BEGIN SUPPLIED TEXT

Drugs and Health Alliance

The Drugs and Health Alliance (DHA) is a group of organisations and individuals who support an evidence-based, public health-led approach to dealing with illegal drugs.

DHA launch address – Martin Blakebrough (Kaleidoscope)

Kaleidoscope welcomes DHA

I stand before you feeling that I am a guilty man. For not only do I run a drugs project in the present criminal justice climate for treating drug users but am on the Advisory Council for the Misuse of Drugs which of course advises the Home Office on drugs policy.

My defence - well the Advisory Council can only advise on what we are given permission to advise on. In terms of Kaleidoscope, founded in 1968, we continue to be an independently minded voluntary sector agency with a passion for the drug users who support us by coming to our services. I guess our size for such a long established service (small) is testimony to our inability to play the political game.

The Kaleidoscope has a history of welcoming drug users to its service. In Kingston, our birthplace, we have provided rapid prescribing and needle syringe exchange. The services are located in a club/coffee bar environment so one does not have the sense of a cold waiting room. We believe that the greatest support a drug user can have is from fellow drug users so we try and support the drug using community which is often fractured by the criminalisation of their drug use. In many ways we see the value of 12 step projects where people get support from fellow recovering drug users and apply the same principle of peer support to existing drug users.

Sadly services like Kaleidoscope in Kingston are under threat from supporting people in this way. Firstly there is no funding for such supportive work and secondly we are finding that wherever our clients try and meet each other they are subjected to community intolerance. If for example you sat with our drug users outside Kaleidoscope you would hear the barrage of insults drivers give to drug users who are quietly talking to each other. No driver has ever been arrested for abusive behaviour. What Kingston does is create no go areas for drug users and the latest idea is to place dispersal orders outside Kaleidoscope and its environs to force drug users apart. There are of course places where this may be appropriate but there are no resources to provide a centre where drug users are allowed to frequent.

In Kingston we tried to navigate policy that would lead to an anti discrimination law which protects drug users in terms of abuse, prejudicial treatment when accessing services such as housing and employment but this was not passed through the council.

In Wales Kaleidoscope was invited to provide services in 2002 to up to 100 people ensuring that all those who wanted treatment would get it. Our services within 1 year had attracted 500 people. The problem with our success was that although in that year drug related crime had fallen by 40% no one was going through the criminal justice system. As a consequence our funding was kept at the same level but we were forced to reduce our numbers so that the Drug Intervention Programme figures would look better. Kaleidoscope has noted that across the country there has been a drive to treat people through the criminal justice system and to keep at a minimum places for people simply seeking help.

END SUPPLIED TEXT
BEGIN DATA SECTION

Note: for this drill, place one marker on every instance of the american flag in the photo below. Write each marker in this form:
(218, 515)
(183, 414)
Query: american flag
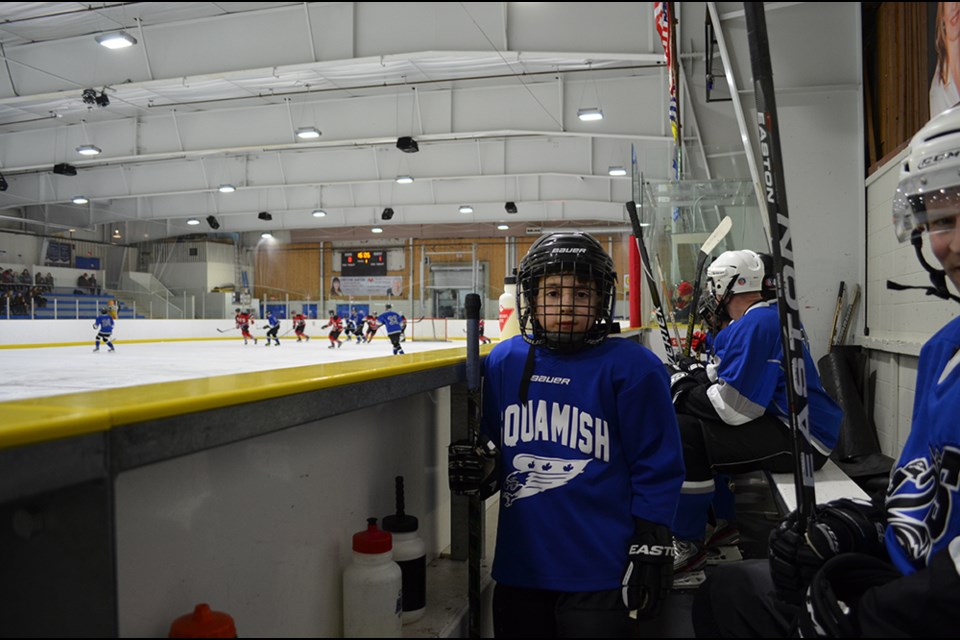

END DATA SECTION
BEGIN DATA SECTION

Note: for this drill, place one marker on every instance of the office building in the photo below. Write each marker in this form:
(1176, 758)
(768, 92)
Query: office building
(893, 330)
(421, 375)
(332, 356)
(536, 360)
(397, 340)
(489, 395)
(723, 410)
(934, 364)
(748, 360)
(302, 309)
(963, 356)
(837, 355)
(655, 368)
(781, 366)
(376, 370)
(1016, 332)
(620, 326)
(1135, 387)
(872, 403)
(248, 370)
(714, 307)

END DATA SECTION
BEGIN DATA SECTION

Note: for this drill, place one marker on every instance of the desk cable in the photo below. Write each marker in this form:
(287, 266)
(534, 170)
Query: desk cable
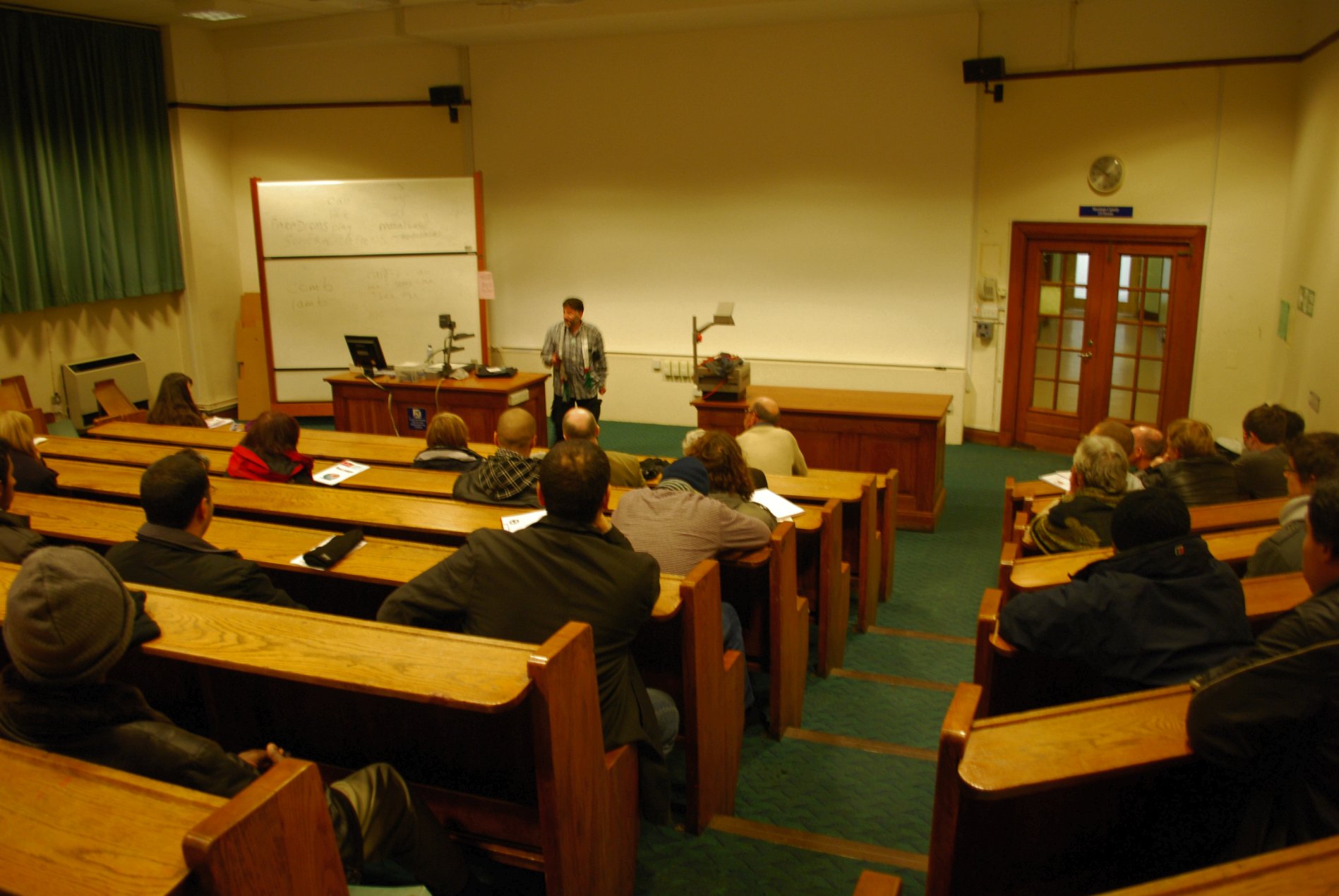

END DATA SECTION

→ **REQUIRED TASKS**
a. Reproduce the portion of the Drugs and Health Alliance address starting at "My defence - well" and ending at "the political game.", word for word.
b. Carry the Drugs and Health Alliance launch address forward from its final sentence, writing the next part in the same voice.

→ **SOLVED TASKS**
a.
My defence - well the Advisory Council can only advise on what we are given permission to advise on. In terms of Kaleidoscope, founded in 1968, we continue to be an independently minded voluntary sector agency with a passion for the drug users who support us by coming to our services. I guess our size for such a long established service (small) is testimony to our inability to play the political game.

b.
Treatment is primarily becoming driven by non health targets such as reducing crime and retaining clients with criminal justice issues. Methadone treatment is not seen as an integrated package of rehabilitative care but simply as a tool to ensure people keep to their orders. In the same way when we look at needle syringe exchange there has been a virtual collapse in the services emphasising the health risks associated with injecting use and an encouragement to get into treatment. The pharmacy led services have allowed a greater access to clean needles but have been at a cost of losing the public health issues.

The greatest failure of government in this debate is to forget that treatment is more than reducing crime. We have seen a dramatic cut in therapeutic rehabilitation services, which is best symbolised with the closure of Cranstoun House in Esher. We have seen a reduction in South West London and Gwent in the provision of detoxification beds for clients. We have seen that the agenda for helping drug users make meaningful changes in their lives reduced to little more than stabilising a person and hoping that in their drug induced state they will no longer commit acts of anti social behaviour.

The government seems almost content to explain crime in the UK as a consequence of drug use in the UK where the reality is that drugs are a symptom of profound disillusionment. The reality of the situation is that if you vaccinated the population against cocaine people would turn in greater numbers to methamphetamine and if you eradicated heroin they would turn to equally damaging pharmaceutical drugs because they are deeply unhappy with what life has to offer them. To combat drug misuse we have to address deep rooted social issues and to provide services that support a person's sense of upset so they can move on in their lives.